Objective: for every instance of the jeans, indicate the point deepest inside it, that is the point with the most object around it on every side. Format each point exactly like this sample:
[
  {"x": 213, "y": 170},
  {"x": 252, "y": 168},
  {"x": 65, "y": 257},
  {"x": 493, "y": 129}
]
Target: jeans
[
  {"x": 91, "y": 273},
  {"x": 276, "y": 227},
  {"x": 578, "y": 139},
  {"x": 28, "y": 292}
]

^^^^^^^^

### Prompt
Reproduce the items above with every "jeans" changed to "trousers" and nothing else altered.

### Result for this task
Objective: for every instance of the trousers, indicate the point deepest inside it, that is the point with the most object around it on every side. Format each point exactly like this sample:
[
  {"x": 213, "y": 170},
  {"x": 252, "y": 168},
  {"x": 65, "y": 257},
  {"x": 493, "y": 129}
]
Target: trousers
[
  {"x": 91, "y": 273},
  {"x": 276, "y": 227},
  {"x": 578, "y": 139},
  {"x": 28, "y": 292}
]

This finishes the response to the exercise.